_Supplied records_

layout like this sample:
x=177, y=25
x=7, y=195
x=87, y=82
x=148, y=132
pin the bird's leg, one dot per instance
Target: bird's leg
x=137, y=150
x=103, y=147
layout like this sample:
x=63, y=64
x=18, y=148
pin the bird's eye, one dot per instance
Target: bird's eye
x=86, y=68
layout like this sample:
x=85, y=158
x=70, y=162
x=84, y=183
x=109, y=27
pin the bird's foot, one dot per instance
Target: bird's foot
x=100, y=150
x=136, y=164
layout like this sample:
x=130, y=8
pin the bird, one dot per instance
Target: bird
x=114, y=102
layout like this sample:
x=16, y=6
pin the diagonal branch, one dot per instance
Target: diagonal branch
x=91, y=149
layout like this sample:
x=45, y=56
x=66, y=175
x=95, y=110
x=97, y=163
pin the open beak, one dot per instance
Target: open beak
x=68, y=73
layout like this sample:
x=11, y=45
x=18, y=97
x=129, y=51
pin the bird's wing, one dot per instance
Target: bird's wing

_Written task_
Each line of the listing should be echoed back exactly.

_Response for this exercise_
layout like this sample:
x=177, y=25
x=7, y=195
x=87, y=82
x=148, y=132
pin the bird's leg, one dot per instance
Target: bird's leg
x=137, y=150
x=103, y=147
layout like this sample:
x=63, y=64
x=18, y=148
pin the bird's eye, one dot per instance
Target: bird's eye
x=86, y=68
layout like this sample:
x=85, y=158
x=70, y=162
x=84, y=183
x=109, y=27
pin the bird's foot, one dot per instance
Target: bird's foot
x=100, y=150
x=136, y=164
layout like this sample:
x=130, y=8
pin the bird, one dot per instance
Target: bird
x=114, y=102
layout like this sample:
x=16, y=6
pin the diagonal branch, one dot per instance
Target: diagonal branch
x=91, y=149
layout like this sample:
x=45, y=56
x=66, y=175
x=95, y=110
x=97, y=163
pin the open beak, one dot per instance
Target: open beak
x=68, y=73
layout like this sample:
x=11, y=45
x=18, y=97
x=129, y=51
pin the bird's wing, one dot per instance
Target: bird's wing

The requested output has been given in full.